──────── 出典

中央システム株式会社

星を掬う

町田その子さんの新作ですが、色々と思いを巡らせてしまいました。
大なり小なり、「娘」として生まれていれば考える事だなあと。逆に考えた事がない人は、ちょっとうらやましいかも。

あらすじ

主人公の千鶴は、DVされていた夫から逃げるように生活していた。だが、その夫は千鶴の居場所を特定し、家や働いている工場まで押しかけて金をせびり、自分が納得いかないと、千鶴に暴力をふるっていた。
逃げたい、とそう思った時、ラジオの企画に投稿したものが入賞された。自分の思い出を書いたそれはラジオ局が買い取り、匿名で放送される。そして、それを聞いたリスナーが千鶴を訪ねてきたのだ。
「この話の投稿者は千鶴さんではないですか?」と。
その人物は、その投稿された内容と同じような思い出を持つ人を知っている、という。その思い出とは幼い千鶴と母の思い出…。幼い頃、父と離婚したのだが、その直前、父の実家から逃げるように母・聖子と旅をしたその思い出。知っているのは母だけなので、その人物は母と思われた。
そして、ラジオ局の担当者の計らいでその訪ねてきた女性・恵真と会う日、千鶴はDVによるケガを負ってしまっていた。それを見かねた 恵真 から、夫から逃れるなら、自分たちの所に来ないか、提案される。
躊躇う千鶴だったが、夫からの暴力から逃れるため、また、別れた母との再会はどうなるのか…。色々考えた末にお世話になることに。
恵真 の住む「さざめきハイツ」には、そのほかにも彩子という女性がいた。ハイツの家事全般を取り仕切る彼女も色々と訳ありのようで。

────────────────

» **やること**
1) 『星を掬う』の記事から、「大なり小なり、「娘」として生」から「ナーが千鶴を訪ねてきたのだ。」まで（両端の語句も含めて）を一字一句違えずに書き写してもらえますか？
2) 下の行のうち、文字列「head」を含むものをすべて集めてもらえますか？大文字と小文字は区別してください。

──────── 提供データ

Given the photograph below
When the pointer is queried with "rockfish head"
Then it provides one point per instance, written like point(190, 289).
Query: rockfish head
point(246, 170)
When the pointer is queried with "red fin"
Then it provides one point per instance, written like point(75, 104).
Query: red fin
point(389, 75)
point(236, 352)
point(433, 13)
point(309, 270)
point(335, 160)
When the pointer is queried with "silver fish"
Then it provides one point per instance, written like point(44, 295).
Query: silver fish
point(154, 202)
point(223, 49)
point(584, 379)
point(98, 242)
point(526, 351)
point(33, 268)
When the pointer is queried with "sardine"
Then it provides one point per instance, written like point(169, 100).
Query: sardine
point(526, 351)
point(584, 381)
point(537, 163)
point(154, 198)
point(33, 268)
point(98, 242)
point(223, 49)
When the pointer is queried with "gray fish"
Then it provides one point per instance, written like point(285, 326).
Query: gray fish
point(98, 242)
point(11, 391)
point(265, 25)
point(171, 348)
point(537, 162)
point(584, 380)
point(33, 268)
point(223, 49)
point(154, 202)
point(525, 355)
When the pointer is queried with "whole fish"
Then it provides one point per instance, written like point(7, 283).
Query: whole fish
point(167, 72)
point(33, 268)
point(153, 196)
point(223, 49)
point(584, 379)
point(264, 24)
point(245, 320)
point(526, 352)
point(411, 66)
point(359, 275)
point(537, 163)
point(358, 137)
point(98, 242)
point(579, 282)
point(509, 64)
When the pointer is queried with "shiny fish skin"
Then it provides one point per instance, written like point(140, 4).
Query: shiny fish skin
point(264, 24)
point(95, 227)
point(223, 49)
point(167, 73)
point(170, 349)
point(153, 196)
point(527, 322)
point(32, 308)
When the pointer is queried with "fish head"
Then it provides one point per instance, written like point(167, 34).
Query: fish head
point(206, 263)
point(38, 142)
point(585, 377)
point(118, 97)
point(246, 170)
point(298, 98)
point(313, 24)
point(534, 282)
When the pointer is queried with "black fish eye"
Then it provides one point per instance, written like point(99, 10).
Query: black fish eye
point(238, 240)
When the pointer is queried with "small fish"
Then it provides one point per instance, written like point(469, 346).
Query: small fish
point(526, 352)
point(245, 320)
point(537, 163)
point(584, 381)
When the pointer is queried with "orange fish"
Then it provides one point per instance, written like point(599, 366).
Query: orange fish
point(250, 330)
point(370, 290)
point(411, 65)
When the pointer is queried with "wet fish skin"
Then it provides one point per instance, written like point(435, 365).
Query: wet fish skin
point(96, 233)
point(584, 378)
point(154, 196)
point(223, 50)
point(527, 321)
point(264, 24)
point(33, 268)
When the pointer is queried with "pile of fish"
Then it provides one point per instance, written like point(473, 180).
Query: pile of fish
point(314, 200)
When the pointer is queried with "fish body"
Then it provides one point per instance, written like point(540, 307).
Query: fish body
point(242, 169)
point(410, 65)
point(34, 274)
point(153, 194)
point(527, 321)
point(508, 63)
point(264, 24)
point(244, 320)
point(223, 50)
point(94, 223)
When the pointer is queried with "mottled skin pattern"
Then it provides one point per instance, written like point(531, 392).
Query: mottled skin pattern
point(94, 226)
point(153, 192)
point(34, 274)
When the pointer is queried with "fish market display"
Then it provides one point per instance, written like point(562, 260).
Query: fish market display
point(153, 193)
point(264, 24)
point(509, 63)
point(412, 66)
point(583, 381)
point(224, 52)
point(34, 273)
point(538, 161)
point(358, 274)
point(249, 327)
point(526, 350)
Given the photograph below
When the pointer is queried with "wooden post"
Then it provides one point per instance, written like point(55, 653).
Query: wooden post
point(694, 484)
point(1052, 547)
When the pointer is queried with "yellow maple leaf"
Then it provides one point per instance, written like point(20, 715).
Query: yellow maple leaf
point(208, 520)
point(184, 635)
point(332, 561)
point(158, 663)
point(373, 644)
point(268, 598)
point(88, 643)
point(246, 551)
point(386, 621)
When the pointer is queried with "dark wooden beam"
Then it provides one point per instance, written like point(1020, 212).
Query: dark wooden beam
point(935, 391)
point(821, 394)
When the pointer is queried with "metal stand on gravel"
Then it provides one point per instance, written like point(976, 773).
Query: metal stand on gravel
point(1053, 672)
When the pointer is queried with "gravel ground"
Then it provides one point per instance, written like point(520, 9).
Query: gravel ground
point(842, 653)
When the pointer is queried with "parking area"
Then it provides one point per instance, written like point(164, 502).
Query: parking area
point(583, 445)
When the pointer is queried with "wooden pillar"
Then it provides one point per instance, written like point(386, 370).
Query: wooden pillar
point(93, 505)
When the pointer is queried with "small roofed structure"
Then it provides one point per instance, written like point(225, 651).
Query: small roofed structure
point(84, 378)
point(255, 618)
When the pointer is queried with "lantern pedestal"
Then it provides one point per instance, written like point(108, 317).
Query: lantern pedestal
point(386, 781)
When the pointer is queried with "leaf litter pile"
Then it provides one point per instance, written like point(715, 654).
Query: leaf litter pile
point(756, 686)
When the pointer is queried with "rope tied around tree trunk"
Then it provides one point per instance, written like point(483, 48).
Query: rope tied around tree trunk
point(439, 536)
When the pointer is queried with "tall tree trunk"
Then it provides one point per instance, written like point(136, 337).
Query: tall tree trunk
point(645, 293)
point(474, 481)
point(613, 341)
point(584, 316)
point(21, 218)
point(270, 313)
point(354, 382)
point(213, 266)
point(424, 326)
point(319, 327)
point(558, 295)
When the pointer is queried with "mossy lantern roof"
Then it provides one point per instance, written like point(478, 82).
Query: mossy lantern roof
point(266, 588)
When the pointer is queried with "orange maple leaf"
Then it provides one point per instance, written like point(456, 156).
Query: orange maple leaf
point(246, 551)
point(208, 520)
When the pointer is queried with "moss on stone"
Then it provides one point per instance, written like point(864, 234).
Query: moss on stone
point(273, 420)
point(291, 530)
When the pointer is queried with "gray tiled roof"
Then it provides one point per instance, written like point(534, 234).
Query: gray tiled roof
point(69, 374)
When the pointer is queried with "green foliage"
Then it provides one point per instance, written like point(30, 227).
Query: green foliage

────────────────

» **出力一覧**
1)
大なり小なり、「娘」として生まれていれば考える事だなあと。逆に考えた事がない人は、ちょっとうらやましいかも。

あらすじ

主人公の千鶴は、DVされていた夫から逃げるように生活していた。だが、その夫は千鶴の居場所を特定し、家や働いている工場まで押しかけて金をせびり、自分が納得いかないと、千鶴に暴力をふるっていた。
逃げたい、とそう思った時、ラジオの企画に投稿したものが入賞された。自分の思い出を書いたそれはラジオ局が買い取り、匿名で放送される。そして、それを聞いたリスナーが千鶴を訪ねてきたのだ。

2)
When the pointer is queried with "rockfish head"
Query: rockfish head
When the pointer is queried with "fish head"
Query: fish head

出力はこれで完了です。